### Stated exercise 1
In the drilling text, condense the paragraph beginning "Further, bottom-hole assembly 118 may include a telemetry sub" into a shorter version that keeps its main facts.
### Stated exercise 2
According to the drilling text, what do drill collars provide to aid the drilling process?
### Stated exercise 3
Please retype the part of the drilling text that opens with the words "Non-limiting examples of techniques" and closes with "bottom-hole assembly 118.".

+++ Extract +++

Bottom-hole assembly 118 is a machine which may be equipped with one or more tools for creating, providing structure, and maintaining borehole 116, as well as one or more tools for measuring the surrounding environment (e.g., measurement while drilling (MWD), logging while drilling (LWD)). In any embodiment, bottom-hole assembly 118 may be disposed at (or near) the end of drillstring 114 (e.g., in the most “downhole” portion of borehole 116).
Non-limiting examples of tools that may be included in bottom-hole assembly 118 include a drill bit (e.g., drill bit 124), casing tools (e.g., a shifting tool), a plugging tool, a mud motor, a drill collar (thick-walled steel pipes that provide weight and rigidity to aid the drilling process), actuators (and pistons attached thereto), a rotary steerable system, and any measurement tool (e.g., sensors, probes, particle generators, etc.).
Further, bottom-hole assembly 118 may include a telemetry sub to maintain a communications link with the surface (e.g., with information handling system 130). Such telemetry communications may be used for (i) transferring tool measurement data from bottom-hole assembly 118 to surface receivers, and/or (ii) receiving commands (from the surface) to bottom-hole assembly 118 (e.g., for use of one or more tool(s) in bottom-hole assembly 118).
As illustrated, the information handling system 130 may comprise any instrumentality or aggregate of instrumentalities operable to compute, estimate, classify, process, transmit, broadcast, receive, retrieve, originate, switch, store, display, manifest, detect, record, reproduce, handle, or utilize any form of information, intelligence, or data for business, scientific, control, or other purposes. For example, an information handling system 130 may be a personal computer, a network storage device, or any other suitable device and may vary in size, shape, performance, functionality, and price.
Information handling system 130 may include a processing unit (e.g., microprocessor, central processing unit, etc.) that may process drilling data from rotary steerable system (RSS) 242, discussed below, by executing software or instructions obtained from a local non-transitory computer readable media (e.g., optical disks, magnetic disks). The non-transitory computer readable media may store software or instructions of the methods described herein. Non-transitory computer readable media may include any instrumentality or aggregation of instrumentalities that may retain data and/or instructions for a period of time. Non-transitory computer readable media may include, for example, storage media such as a direct access storage device (e.g., a hard disk drive or floppy disk drive), a sequential access storage device (e.g., a tape disk drive), compact disk, CD-ROM, DVD, RAM, ROM, electrically erasable programmable read-only memory (EEPROM), and/or flash memory; as well as communications media such wires, optical fibers, microwaves, radio waves, and other electromagnetic and/or optical carriers; and/or any combination of the foregoing. Information handling system 130 may also include input device(s) (e.g., keyboard, mouse, touchpad, etc.) and output device(s) (e.g., monitor, printer, etc.). The input device(s) and output device(s) provide a user interface that enables an operator to interact with RSS 242, discussed below, and/or software executed by a processing unit. For example, information handling system 130 may enable an operator to select analysis options, view collected log data, view analysis results, and/or perform other tasks.
Non-limiting examples of techniques for transferring tool measurement data (to the surface) include mud pulse telemetry and through-wall acoustic signaling. For through-wall acoustic signaling, one or more repeater(s) 120 may detect, amplify, and re-transmit signals from bottom-hole assembly 118 to the surface (e.g., to information handling system 130), and conversely, from the surface (e.g., from information handling system 130) to bottom-hole assembly 118.

+++ Supplied information +++

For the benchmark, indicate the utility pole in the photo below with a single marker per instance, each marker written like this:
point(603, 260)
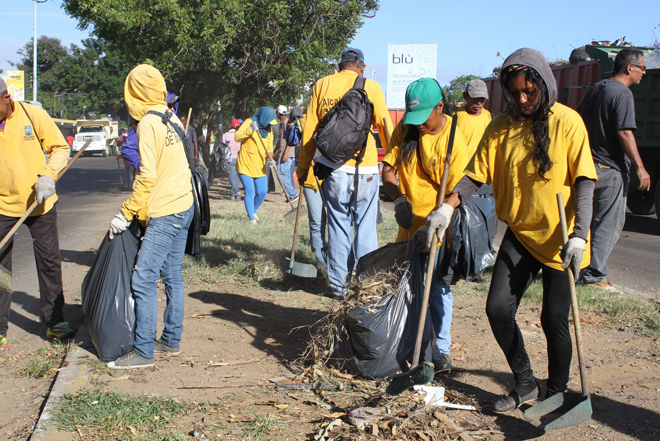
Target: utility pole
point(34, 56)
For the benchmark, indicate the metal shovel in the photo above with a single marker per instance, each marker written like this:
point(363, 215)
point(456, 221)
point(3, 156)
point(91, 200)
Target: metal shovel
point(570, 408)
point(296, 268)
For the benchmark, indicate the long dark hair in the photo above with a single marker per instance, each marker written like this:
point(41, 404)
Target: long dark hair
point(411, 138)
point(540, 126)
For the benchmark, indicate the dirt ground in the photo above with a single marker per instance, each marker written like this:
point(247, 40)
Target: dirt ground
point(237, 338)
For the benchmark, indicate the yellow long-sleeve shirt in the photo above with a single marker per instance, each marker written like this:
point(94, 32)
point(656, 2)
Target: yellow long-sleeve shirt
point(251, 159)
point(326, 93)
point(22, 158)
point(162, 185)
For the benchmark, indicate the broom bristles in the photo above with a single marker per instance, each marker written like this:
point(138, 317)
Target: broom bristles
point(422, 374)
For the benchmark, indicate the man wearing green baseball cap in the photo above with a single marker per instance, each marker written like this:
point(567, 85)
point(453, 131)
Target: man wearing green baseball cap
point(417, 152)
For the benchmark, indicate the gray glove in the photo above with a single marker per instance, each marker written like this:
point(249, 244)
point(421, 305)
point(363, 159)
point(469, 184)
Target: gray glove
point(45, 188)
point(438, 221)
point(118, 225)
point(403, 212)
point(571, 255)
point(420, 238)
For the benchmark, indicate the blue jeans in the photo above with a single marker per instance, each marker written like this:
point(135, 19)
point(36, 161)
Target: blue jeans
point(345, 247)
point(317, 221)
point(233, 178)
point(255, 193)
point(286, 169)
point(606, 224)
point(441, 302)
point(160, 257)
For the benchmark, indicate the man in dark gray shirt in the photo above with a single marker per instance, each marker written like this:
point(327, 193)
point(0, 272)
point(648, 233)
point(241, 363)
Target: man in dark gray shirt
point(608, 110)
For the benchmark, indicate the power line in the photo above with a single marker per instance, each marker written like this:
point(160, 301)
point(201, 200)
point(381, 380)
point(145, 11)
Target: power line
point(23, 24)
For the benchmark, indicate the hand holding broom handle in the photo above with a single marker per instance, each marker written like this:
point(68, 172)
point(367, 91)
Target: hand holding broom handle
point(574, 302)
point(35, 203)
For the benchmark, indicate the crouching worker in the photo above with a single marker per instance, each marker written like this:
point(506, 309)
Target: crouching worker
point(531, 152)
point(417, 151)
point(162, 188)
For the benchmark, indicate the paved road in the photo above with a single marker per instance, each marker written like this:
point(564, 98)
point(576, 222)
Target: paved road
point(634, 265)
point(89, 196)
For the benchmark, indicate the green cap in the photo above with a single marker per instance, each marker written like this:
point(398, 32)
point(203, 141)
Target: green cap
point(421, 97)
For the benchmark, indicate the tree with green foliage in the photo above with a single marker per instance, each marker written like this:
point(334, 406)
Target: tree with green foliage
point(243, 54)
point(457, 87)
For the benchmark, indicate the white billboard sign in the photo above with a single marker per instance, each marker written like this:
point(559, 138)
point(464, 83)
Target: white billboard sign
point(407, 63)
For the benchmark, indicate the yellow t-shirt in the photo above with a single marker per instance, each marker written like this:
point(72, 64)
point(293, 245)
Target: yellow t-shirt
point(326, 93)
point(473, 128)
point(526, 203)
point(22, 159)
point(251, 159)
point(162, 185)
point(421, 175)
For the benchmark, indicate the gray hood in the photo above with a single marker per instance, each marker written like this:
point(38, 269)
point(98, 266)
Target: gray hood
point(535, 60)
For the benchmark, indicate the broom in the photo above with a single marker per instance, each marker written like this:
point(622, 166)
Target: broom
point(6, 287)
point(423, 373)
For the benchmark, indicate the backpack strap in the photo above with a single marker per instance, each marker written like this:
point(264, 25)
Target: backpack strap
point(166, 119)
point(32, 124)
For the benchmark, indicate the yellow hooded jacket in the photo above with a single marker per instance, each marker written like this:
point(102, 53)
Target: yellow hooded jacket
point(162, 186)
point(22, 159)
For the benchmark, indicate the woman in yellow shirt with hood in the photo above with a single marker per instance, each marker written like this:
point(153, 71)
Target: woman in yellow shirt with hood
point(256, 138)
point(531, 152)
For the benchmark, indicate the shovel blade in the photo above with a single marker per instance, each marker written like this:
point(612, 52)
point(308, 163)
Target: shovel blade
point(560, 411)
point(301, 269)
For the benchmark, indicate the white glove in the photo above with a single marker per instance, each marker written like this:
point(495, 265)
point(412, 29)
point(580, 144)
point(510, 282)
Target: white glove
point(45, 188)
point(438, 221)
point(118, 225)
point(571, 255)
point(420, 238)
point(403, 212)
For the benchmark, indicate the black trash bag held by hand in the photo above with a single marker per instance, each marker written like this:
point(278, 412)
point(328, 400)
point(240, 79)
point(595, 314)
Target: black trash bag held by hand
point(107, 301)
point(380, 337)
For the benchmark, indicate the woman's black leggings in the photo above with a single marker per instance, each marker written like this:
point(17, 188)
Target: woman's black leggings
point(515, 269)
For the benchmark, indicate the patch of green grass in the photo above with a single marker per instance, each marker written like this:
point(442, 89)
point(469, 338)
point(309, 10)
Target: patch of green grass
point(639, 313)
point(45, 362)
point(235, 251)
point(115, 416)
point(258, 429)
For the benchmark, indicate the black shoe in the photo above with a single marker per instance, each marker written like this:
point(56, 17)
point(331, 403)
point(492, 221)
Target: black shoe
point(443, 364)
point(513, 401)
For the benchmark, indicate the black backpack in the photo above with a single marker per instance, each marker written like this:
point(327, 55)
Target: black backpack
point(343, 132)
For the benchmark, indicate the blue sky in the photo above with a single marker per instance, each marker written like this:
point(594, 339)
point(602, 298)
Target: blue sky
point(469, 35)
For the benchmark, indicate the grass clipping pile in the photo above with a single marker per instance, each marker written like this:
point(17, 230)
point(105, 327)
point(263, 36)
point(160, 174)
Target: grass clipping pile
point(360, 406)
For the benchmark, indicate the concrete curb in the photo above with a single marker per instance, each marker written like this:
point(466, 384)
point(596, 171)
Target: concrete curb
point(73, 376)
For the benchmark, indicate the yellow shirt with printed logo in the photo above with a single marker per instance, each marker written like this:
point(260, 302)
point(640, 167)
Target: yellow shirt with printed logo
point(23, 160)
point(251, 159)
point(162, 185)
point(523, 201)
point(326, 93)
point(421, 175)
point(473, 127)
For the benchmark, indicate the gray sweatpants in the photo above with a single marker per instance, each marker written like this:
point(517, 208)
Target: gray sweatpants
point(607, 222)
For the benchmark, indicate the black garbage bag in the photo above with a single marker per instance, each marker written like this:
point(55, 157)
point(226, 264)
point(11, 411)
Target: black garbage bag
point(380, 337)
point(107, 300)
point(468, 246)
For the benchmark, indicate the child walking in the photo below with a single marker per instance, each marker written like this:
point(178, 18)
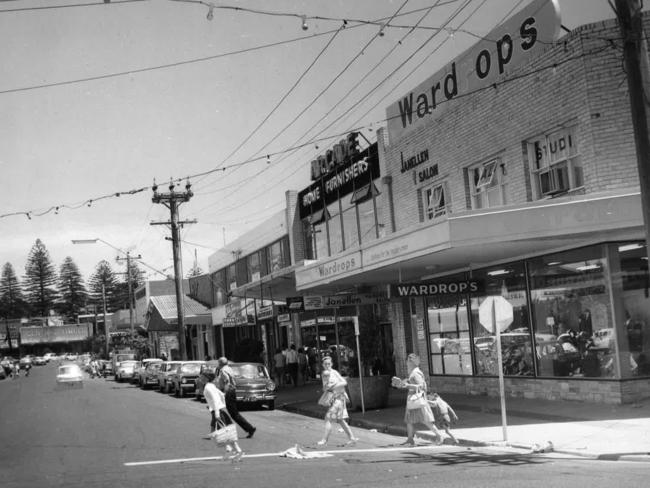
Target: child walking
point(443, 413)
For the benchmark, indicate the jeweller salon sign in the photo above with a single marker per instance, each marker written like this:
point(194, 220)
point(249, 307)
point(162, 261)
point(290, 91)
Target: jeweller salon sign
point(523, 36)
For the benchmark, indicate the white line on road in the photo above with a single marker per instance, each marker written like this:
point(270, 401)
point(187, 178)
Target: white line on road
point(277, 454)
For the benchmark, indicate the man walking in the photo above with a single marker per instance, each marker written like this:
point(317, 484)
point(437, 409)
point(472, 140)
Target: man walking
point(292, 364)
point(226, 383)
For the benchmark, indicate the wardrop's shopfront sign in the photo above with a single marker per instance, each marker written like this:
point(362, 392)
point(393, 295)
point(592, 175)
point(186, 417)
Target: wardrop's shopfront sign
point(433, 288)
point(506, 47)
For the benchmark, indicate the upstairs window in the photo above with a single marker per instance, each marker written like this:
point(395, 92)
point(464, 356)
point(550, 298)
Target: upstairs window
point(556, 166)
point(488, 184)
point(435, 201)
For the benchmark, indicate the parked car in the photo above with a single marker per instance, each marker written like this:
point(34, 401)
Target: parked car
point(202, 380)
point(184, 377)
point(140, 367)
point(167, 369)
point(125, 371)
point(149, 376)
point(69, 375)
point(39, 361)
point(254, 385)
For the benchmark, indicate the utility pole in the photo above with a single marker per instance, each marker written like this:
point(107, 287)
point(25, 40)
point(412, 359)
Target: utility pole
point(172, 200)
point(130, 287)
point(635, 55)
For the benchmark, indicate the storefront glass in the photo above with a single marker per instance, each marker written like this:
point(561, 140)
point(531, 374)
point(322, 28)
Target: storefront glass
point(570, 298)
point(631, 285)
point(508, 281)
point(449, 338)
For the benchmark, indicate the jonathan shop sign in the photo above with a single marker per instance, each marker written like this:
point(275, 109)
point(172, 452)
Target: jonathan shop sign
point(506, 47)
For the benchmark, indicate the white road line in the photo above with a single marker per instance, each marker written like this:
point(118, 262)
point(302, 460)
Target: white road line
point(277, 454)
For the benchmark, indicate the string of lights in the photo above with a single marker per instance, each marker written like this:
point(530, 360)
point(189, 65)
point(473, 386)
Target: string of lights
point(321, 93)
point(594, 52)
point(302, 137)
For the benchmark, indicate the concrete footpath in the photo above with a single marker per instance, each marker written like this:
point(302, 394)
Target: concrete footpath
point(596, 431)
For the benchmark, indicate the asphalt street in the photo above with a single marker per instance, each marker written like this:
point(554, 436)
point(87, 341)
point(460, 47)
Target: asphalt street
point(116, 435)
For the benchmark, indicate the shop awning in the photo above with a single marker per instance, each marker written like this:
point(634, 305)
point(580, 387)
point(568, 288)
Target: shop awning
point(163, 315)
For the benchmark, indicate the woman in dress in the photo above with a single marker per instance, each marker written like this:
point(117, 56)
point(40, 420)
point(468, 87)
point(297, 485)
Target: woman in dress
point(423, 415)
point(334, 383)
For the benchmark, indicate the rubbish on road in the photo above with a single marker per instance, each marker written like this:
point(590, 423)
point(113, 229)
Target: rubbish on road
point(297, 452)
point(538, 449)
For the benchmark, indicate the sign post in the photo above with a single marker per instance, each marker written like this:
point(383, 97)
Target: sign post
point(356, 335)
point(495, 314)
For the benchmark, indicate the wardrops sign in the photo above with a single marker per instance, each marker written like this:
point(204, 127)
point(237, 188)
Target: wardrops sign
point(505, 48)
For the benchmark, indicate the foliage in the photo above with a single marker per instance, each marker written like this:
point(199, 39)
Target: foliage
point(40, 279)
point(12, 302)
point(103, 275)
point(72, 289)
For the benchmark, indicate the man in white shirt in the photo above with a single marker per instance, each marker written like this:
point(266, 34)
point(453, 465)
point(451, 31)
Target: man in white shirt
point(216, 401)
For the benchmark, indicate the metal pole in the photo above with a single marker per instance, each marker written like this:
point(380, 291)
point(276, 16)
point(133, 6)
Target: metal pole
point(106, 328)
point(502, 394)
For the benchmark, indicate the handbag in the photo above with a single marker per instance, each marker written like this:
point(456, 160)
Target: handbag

+++

### Written solution 1
Bottom-hole assembly 118 may have a telemetry sub that keeps a communications link with the surface, for example with information handling system 130. Through this link, tool measurement data can be sent up to surface receivers, and commands from the surface can be sent down to the assembly, such as for using its tools.

### Written solution 2
Weight and rigidity.

### Written solution 3
Non-limiting examples of techniques for transferring tool measurement data (to the surface) include mud pulse telemetry and through-wall acoustic signaling. For through-wall acoustic signaling, one or more repeater(s) 120 may detect, amplify, and re-transmit signals from bottom-hole assembly 118 to the surface (e.g., to information handling system 130), and conversely, from the surface (e.g., from information handling system 130) to bottom-hole assembly 118.